Görevler ::
a) Fotoğraf editörlüğü metni şu ifadeleri doğruluyor mu: (i) Çalışmada etik ilkelerin gözetilip gözetilmediği sorgulanacaktır; (ii) Fotoğrafla haşır neşir olanlar fotoğrafa sıradan bir insan gibi bakar; (iii) Görüntüler arasından birine karar veren, haber fotoğrafçısıdır? Her biri için evet ya da hayır deyip metindeki belirleyici sözleri olduğu gibi aktarın.
b) Fotoğraf editörlüğü üzerine yazılmış metni son cümlesinden sonrasını yazarak sürdürün.
━━━ Alıntı metin ━━━
GAZETELERDEN ÖRNEKLERLE FOTOĞRAF EDİTÖRLÜĞÜ İŞLEYİŞİNİN DEĞERLENDİRİLMESİ
Şebnem Soygüder
Ege Üniversitesi Bu çalışmada gazetelerde yer alan ya da aldığı sanılan fotoğraf editörlüğü kurumu ve fotoğraf editörlerinin masasına gelen fotoğrafları neye dayanarak değerlendirdikleri, seçtikleri, kadrajladıkları, değiştirdikleri (müdahale) açıklanacaktır. Bunlar yapılırken etik ilkelerin göz önünde bulundurulup bulundurulmadığı sorgulanacaktır.
Fotoğrafları “teknik” ve “içerik” olarak değerlendirip, nasıl değerlendirildiklerine dair birtakım sonuçlara ulaşma işlevine “Fotoğrafı okuma” diyoruz. Fotoğrafla haşır neşir olanlar, fotoğraf çekenler ve bunu değerlendirenler artık fotoğrafa sıradan bir insan gibi bakmaz, onu okurlar. Gazetelerde haber fotoğrafçıları ve fotoğraf editörleri bu okuma işini ustalıkla yaparlar. Ancak yine de çeşitli görüntü fırsatları içinden fotoğrafçı, birkaç tane seçer ve çeker; fotoğraf editörü ise bunlardan birine karar veren mekanizmadır.
━━━ Verilen bilgiler ━━━
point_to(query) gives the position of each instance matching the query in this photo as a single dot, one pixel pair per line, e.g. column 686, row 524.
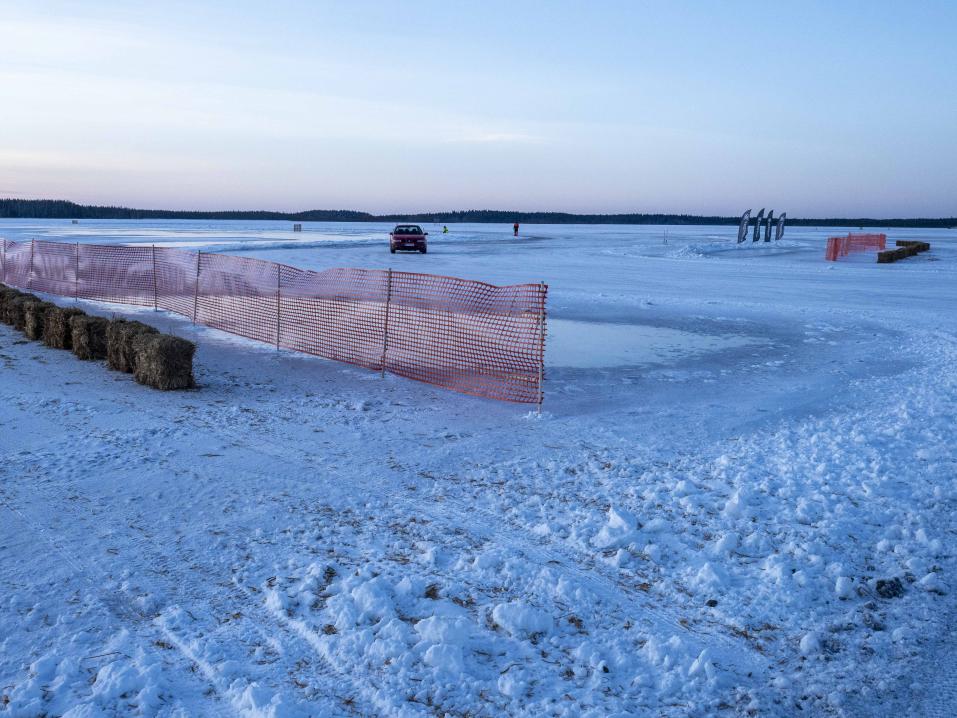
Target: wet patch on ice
column 591, row 345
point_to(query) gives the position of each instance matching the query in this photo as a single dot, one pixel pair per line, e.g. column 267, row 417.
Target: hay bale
column 88, row 336
column 7, row 295
column 15, row 312
column 120, row 335
column 164, row 361
column 34, row 318
column 56, row 331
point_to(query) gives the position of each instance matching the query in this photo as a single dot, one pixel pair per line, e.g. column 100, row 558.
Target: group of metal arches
column 758, row 221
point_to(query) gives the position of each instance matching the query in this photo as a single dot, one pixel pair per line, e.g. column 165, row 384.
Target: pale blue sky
column 817, row 108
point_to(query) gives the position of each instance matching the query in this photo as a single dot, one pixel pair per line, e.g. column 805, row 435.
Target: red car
column 407, row 236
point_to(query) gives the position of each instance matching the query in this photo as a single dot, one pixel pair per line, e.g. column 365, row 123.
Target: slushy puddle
column 584, row 345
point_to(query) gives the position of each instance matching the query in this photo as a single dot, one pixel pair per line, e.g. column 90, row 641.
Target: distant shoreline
column 63, row 209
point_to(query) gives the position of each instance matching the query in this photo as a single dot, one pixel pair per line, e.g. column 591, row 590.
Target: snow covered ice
column 738, row 499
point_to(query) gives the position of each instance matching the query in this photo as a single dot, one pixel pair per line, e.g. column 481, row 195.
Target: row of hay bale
column 158, row 360
column 905, row 248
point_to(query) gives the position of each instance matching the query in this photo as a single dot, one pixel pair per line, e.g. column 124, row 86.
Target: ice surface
column 738, row 499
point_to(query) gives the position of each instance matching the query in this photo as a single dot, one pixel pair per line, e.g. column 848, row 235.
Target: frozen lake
column 739, row 497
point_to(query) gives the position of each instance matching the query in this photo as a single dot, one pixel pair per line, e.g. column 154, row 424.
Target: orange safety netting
column 842, row 246
column 460, row 334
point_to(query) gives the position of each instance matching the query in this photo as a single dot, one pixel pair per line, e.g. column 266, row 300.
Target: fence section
column 459, row 334
column 842, row 246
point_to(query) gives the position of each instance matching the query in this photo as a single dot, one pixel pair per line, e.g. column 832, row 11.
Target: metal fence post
column 153, row 247
column 76, row 273
column 541, row 344
column 385, row 329
column 33, row 243
column 199, row 258
column 278, row 302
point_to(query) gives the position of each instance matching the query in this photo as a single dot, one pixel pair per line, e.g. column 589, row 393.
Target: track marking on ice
column 251, row 700
column 117, row 604
column 598, row 578
column 595, row 577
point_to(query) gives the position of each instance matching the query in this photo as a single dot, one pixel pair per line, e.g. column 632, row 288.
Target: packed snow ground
column 738, row 499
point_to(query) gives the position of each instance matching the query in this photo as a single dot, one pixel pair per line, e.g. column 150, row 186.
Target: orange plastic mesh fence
column 337, row 314
column 463, row 335
column 17, row 258
column 842, row 246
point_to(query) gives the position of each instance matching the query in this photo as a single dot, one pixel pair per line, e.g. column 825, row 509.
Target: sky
column 819, row 109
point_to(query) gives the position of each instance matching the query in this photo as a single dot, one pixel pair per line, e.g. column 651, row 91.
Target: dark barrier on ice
column 459, row 334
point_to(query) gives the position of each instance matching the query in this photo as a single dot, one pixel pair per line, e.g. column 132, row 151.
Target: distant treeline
column 62, row 209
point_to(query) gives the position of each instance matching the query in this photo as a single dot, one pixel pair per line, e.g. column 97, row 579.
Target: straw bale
column 34, row 318
column 119, row 343
column 164, row 361
column 15, row 310
column 56, row 331
column 88, row 336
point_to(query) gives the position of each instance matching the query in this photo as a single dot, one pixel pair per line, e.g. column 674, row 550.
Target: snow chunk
column 445, row 658
column 442, row 629
column 619, row 529
column 810, row 643
column 519, row 619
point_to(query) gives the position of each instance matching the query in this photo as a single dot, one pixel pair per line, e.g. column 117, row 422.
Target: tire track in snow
column 123, row 610
column 577, row 565
column 187, row 639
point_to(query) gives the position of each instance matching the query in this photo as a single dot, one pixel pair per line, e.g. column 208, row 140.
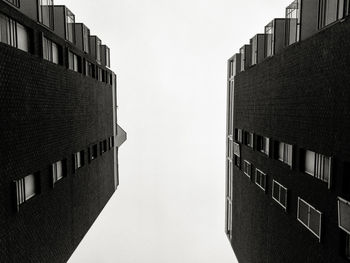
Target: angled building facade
column 59, row 151
column 288, row 160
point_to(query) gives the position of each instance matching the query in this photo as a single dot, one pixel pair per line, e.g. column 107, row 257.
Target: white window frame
column 318, row 170
column 249, row 171
column 264, row 179
column 285, row 153
column 339, row 217
column 308, row 218
column 279, row 194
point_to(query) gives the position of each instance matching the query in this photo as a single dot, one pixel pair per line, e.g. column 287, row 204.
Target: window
column 50, row 51
column 14, row 2
column 59, row 171
column 238, row 135
column 293, row 22
column 260, row 179
column 328, row 12
column 237, row 154
column 46, row 13
column 70, row 20
column 344, row 215
column 13, row 33
column 73, row 61
column 279, row 194
column 285, row 153
column 263, row 144
column 98, row 51
column 309, row 217
column 269, row 40
column 318, row 166
column 78, row 160
column 249, row 139
column 94, row 152
column 26, row 188
column 247, row 168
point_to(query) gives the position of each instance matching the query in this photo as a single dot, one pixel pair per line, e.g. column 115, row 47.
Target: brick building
column 288, row 127
column 59, row 132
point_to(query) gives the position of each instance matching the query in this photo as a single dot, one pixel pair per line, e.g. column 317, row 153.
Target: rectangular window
column 70, row 20
column 285, row 153
column 237, row 154
column 50, row 51
column 78, row 160
column 263, row 144
column 279, row 194
column 73, row 61
column 46, row 13
column 59, row 170
column 238, row 135
column 249, row 139
column 26, row 188
column 13, row 33
column 318, row 166
column 14, row 2
column 293, row 22
column 328, row 12
column 247, row 168
column 308, row 216
column 344, row 215
column 260, row 179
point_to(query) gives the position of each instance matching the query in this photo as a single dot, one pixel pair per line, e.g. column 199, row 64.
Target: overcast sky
column 170, row 57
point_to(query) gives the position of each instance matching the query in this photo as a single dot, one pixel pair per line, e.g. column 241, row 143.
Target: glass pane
column 315, row 221
column 55, row 58
column 22, row 38
column 303, row 212
column 310, row 162
column 344, row 215
column 29, row 182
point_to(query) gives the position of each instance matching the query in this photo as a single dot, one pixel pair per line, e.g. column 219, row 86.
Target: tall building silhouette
column 288, row 128
column 59, row 132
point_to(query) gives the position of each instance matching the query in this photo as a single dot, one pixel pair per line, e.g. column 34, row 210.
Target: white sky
column 170, row 57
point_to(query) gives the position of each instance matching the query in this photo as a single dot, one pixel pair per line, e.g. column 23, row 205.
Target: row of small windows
column 29, row 186
column 16, row 35
column 307, row 215
column 314, row 164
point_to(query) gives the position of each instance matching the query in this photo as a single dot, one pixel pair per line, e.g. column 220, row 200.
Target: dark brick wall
column 300, row 97
column 47, row 114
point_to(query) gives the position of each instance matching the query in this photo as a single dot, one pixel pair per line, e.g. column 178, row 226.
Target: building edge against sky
column 60, row 136
column 287, row 159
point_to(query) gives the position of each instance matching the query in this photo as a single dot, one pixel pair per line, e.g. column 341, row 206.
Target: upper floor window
column 309, row 217
column 263, row 144
column 14, row 2
column 79, row 160
column 13, row 33
column 260, row 179
column 46, row 13
column 293, row 22
column 50, row 51
column 73, row 61
column 249, row 139
column 238, row 135
column 285, row 153
column 247, row 168
column 27, row 188
column 70, row 32
column 318, row 166
column 237, row 154
column 328, row 11
column 279, row 194
column 59, row 170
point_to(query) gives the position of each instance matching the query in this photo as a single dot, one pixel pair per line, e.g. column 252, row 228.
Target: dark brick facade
column 300, row 96
column 47, row 114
━━━
Yanıtlar aşağıda ::
a)
(i) Evet: "Bunlar yapılırken etik ilkelerin göz önünde bulundurulup bulundurulmadığı sorgulanacaktır."
(ii) Hayır: "artık fotoğrafa sıradan bir insan gibi bakmaz, onu okurlar."
(iii) Hayır: "fotoğraf editörü ise bunlardan birine karar veren mekanizmadır."

b)
Fotoğraf editörü fotoğrafı teknik olarak değerlendirir. Çekim tekniği doğru mu? Fotoğraf doğru pozlanmış mı? Bir başka ifade ile haber fotoğrafçısı ışığı kontrol edebilmiş mi? Doğru objektif kullanmış mı? Fotoğraf net mi flu mu? Makinenin konuya uzaklığı, yüksekliği, açısı doğru mu? Bunun dışında fotoğraf karesinin fotoğraf kompozisyon ilkelerine uygun olup olmadığını kontrol eder. Fotoğraf çok mu karmaşık? Ana öğeyi yardımcı öğeler bastırmış mı? Ana öğe karede yok mu? Yerçekimi ve altın kesim kurallarına uygun mu? Ufuk çizgisi dengeli mi değil mi? En önemlisi haber fotoğrafçısı “o an”ı, bir başka ifade ile “kritik an”ı yakalayabilmiş mi? Bunlar ciddi fotoğraf bilgisi gerektirir. Haber editörlerinin sözcük ve imla işaretleri ile yarattıkları ya da değerlendirdikleri yazılı metinler gibi fotoğrafın da kendine göre bir dili ve kompozisyon ilkeleri vardır. Çaresiz bu hataları birinin düzeltmesi ve yayınına karar vermesi gerekir. Gazetelerde net fotoğraflar istenir ancak bazen teleobjektifle yakalanan görüntüler flu olabilir. O fotoğrafı kullanıp kullanmama, flu olmasına karşın yaratacağı etki, bunlar hep ayrı bir dilin anlamıdır. Nasıl ki bazen devrik cümleler etkili olabilirse bazen de flu görüntüler net olana göre daha etkileyici olabilir. Sonuçta fotoğraf editörü, fotoğraf üzerinde sayısal ortamda kompozisyonu mu kadrajlayarak düzeltecek, yoksa çekim hatalarını mı düzeltecek, yoksa her ikisini mi yapacak? Bunları yaparken etik nerede yer alacak? İşte tüm bunlar belirli bir meslek deneyimi ve bilgi birikimi gerektirir.
Kuşkusuz bu sorular bir fotoğrafı okurken sorulması gereken tüm sorular değil. Sorularımızı sonsuz sayıda çoğaltabiliriz. Çünkü fotoğraflar masum değildir; deklanşöre basıldığı an kurgu, dolayısı ile manipülasyon başlar. Günümüzde görünenin arkasında çok daha fazla şeylerin bulunduğu bilinmektedir.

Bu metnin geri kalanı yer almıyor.